> [To be done]: Please list the three things the rye bread recipe says to tip into a bowl in its first sentence of steps.

> [Given passage]:
========================================
RYE BREAD
This rye bread recipe is lower in gluten than your average white loaf - this recipe uses white or wholemeal flour to give a light texture but you can experiment with ratios
Provided by Cassie Best
Categories Lunch, Side dish
Time 50m
Yield Makes 1 loaf
Number Of Ingredients 6
Steps:
- Tip the flours, yeast and salt into a bowl. In a jug, mix the honey with 250ml warm water, pour the liquid into the bowl and mix to form a dough. Rye flour can be quite dry and absorbs lots of water, if the dough looks too dry add more warm water until you have a soft dough Tip out onto your work surface and knead for 10 mins until smooth. Rye contains less gluten than white flour so the dough will not feel as springy as a conventional white loaf.
========================================
[Some records]
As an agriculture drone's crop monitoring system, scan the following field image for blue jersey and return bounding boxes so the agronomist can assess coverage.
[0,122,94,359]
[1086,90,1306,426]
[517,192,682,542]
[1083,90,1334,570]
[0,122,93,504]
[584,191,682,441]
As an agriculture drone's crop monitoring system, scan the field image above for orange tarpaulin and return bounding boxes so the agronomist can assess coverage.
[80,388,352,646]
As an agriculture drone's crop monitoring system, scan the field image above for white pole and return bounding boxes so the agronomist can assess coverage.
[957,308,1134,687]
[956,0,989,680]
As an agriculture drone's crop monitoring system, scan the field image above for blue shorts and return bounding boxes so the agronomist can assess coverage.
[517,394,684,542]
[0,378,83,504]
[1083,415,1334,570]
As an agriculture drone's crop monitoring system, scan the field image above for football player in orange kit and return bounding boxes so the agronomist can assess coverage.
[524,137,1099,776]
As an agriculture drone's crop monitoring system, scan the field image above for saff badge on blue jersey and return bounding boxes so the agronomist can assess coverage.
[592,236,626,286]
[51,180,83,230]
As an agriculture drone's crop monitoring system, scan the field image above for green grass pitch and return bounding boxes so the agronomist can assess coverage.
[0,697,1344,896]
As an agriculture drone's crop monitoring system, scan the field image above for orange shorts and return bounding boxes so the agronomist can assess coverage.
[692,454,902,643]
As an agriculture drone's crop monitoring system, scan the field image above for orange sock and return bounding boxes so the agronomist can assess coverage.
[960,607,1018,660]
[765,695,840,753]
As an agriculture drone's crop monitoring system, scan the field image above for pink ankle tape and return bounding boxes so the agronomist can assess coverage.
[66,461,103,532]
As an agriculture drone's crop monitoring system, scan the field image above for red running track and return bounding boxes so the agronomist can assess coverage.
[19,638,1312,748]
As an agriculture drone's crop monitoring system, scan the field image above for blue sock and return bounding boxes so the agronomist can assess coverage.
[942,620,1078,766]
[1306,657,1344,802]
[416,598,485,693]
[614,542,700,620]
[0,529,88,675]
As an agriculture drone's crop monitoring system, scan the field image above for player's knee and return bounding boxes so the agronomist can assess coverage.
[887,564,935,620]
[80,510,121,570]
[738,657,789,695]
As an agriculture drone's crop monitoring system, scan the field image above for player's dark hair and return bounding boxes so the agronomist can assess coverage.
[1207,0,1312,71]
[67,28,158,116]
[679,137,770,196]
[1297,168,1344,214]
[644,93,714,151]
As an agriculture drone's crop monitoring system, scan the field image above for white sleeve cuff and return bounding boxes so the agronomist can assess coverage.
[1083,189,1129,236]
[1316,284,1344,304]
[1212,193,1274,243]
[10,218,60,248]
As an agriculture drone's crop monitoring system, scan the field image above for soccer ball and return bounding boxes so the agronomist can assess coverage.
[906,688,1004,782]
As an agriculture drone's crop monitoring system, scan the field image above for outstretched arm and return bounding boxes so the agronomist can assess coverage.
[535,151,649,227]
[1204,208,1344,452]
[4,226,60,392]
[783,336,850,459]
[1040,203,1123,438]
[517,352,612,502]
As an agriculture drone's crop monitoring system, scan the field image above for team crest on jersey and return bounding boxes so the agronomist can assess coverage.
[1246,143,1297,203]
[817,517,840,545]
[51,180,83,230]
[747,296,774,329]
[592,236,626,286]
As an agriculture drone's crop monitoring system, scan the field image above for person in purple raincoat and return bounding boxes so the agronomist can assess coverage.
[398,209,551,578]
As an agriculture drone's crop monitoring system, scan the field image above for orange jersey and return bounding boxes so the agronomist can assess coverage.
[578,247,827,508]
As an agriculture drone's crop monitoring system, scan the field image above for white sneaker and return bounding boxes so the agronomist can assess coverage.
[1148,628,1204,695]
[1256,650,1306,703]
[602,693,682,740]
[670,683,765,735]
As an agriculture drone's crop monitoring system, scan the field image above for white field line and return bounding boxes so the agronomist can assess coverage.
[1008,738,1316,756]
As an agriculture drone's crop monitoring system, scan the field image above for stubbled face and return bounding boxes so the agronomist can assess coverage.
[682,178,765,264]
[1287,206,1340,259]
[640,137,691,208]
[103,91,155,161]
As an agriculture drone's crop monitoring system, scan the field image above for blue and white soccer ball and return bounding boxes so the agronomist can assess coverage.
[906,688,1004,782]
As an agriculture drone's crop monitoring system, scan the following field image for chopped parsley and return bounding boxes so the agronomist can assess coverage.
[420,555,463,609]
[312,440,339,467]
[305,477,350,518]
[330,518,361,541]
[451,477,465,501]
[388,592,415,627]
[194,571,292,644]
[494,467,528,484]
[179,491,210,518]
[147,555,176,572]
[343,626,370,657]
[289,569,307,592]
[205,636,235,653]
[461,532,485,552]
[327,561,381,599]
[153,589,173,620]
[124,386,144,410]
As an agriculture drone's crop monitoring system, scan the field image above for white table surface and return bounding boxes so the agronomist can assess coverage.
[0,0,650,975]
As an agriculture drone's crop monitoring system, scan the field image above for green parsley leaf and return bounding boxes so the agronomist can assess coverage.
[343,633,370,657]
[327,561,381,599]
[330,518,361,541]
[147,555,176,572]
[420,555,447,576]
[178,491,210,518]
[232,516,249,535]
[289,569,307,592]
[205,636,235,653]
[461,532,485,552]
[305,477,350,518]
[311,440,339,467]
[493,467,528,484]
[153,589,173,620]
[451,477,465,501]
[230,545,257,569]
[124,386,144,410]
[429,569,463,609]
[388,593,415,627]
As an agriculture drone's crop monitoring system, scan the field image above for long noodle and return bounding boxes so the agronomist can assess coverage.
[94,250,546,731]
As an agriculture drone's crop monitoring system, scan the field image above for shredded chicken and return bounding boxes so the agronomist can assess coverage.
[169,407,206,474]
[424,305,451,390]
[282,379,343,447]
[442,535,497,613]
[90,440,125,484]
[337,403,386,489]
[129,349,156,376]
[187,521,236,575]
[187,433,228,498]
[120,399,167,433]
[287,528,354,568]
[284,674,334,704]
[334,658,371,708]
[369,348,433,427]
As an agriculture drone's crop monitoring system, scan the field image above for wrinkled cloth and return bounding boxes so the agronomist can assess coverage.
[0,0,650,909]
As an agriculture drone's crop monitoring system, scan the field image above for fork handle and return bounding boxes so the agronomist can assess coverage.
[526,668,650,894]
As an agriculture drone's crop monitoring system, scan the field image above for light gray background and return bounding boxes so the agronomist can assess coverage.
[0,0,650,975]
========================================
> [Written solution]: The flours, yeast, and salt.